Reproduce each line of the data from the one containing "Greenhouse-scouting request: tag the orange" through the end, requests included, and add 126 to every coordinate in the answers.

** Record list **
□ □ □ □ □ □ □

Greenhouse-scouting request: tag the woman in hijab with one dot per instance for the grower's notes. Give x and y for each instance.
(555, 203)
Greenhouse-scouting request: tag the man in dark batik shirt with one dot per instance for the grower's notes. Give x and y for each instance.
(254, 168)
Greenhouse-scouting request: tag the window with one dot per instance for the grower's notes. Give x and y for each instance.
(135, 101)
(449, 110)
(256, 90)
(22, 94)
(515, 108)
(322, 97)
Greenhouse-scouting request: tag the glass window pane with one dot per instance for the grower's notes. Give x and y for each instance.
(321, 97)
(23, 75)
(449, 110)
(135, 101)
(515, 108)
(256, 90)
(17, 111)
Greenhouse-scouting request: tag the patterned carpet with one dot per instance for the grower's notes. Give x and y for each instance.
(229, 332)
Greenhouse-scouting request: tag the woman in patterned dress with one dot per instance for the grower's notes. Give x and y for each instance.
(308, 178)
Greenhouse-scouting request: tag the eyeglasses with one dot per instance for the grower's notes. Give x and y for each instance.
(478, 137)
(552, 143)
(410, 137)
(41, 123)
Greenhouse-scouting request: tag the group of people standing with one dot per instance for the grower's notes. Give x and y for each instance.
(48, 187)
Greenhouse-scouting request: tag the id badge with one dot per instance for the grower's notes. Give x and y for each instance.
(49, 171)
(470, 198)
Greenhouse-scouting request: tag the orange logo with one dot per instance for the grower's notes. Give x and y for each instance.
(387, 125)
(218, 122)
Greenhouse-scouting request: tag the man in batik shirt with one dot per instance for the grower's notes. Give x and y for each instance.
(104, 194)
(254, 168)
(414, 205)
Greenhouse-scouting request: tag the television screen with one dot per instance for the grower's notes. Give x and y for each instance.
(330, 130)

□ □ □ □ □ □ □

** Solution **
Greenhouse-scouting request: tag the orange logo with one dot per instance for the grower's notes. Give x and y for each instance.
(513, 251)
(344, 248)
Greenhouse-scouting request: tag the man in batik shirt with one dot per instance for the grower's notes. Give x and y for each instance.
(230, 320)
(380, 294)
(540, 331)
Greenhouse-scouting request: tag the television screen with one dot per instance for the grower's notes. Give x and y for each instance.
(456, 256)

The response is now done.